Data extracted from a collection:

------------------------------------------------------------------------

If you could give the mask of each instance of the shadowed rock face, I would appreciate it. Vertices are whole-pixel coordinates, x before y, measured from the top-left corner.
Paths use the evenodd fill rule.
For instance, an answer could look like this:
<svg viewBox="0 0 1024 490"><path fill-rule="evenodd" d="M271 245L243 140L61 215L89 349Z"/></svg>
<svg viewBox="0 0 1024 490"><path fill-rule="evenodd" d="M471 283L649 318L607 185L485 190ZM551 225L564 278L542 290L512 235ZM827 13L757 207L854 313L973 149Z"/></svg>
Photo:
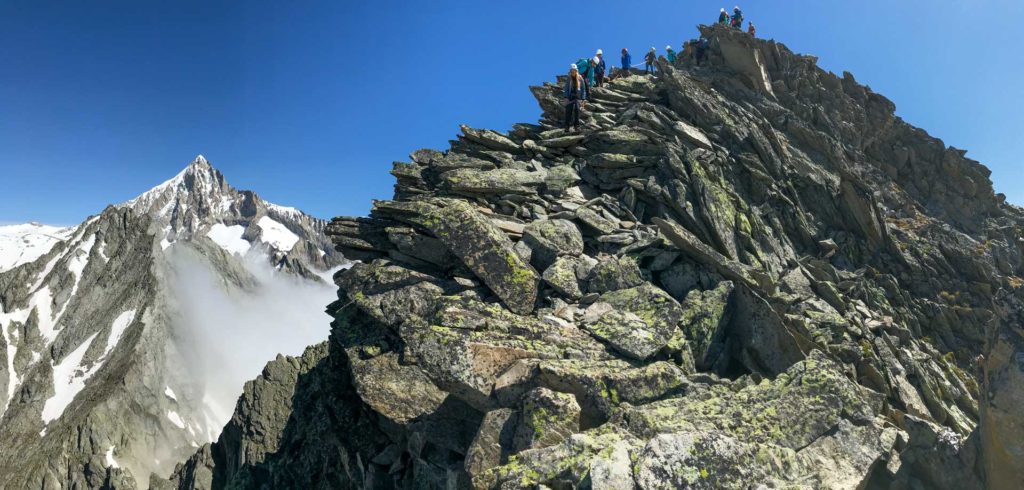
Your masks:
<svg viewBox="0 0 1024 490"><path fill-rule="evenodd" d="M545 84L396 164L328 226L362 263L281 436L243 397L160 484L1020 487L1024 213L852 75L704 33L583 134Z"/></svg>

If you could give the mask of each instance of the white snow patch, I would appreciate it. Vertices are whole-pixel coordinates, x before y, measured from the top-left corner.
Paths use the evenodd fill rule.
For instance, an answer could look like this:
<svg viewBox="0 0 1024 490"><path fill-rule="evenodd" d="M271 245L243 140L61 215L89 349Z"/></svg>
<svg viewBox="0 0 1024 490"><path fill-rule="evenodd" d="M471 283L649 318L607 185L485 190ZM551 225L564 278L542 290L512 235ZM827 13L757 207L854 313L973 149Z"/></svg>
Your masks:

------------------------------------------------------------------------

Exercise aim:
The entries are to be reproduced exactly, excluding any pictures they contain.

Output of the task:
If you could give the mask of each instance of the shadowed rock face, I would appreciate it. Vertices are whole-pixel coordinates, x before y, measured from the top-left corner.
Paths use the evenodd fill rule.
For instance, an answer could look like this:
<svg viewBox="0 0 1024 490"><path fill-rule="evenodd" d="M271 245L243 140L61 215L89 349Z"/></svg>
<svg viewBox="0 0 1024 490"><path fill-rule="evenodd" d="M471 283L649 318L607 185L485 190ZM551 225L564 278L542 290L512 235ZM827 13L757 207L854 313L973 149Z"/></svg>
Photo:
Your masks:
<svg viewBox="0 0 1024 490"><path fill-rule="evenodd" d="M545 84L396 164L328 226L362 263L281 436L243 397L160 484L1020 487L1024 213L852 75L704 33L583 134Z"/></svg>

If you could give the mask of each instance of the white snow patch, I would appreciate it. Vertices are whole-pixel coordinates, x before y, measured from the top-left corner.
Paths use the evenodd fill rule.
For instance, an answer could look like this:
<svg viewBox="0 0 1024 490"><path fill-rule="evenodd" d="M271 245L243 140L61 215L89 349Z"/></svg>
<svg viewBox="0 0 1024 490"><path fill-rule="evenodd" d="M471 283L649 318L607 185L485 190ZM551 225L564 278L542 290L512 235ZM827 13L757 207L854 313L973 149Z"/></svg>
Your masks:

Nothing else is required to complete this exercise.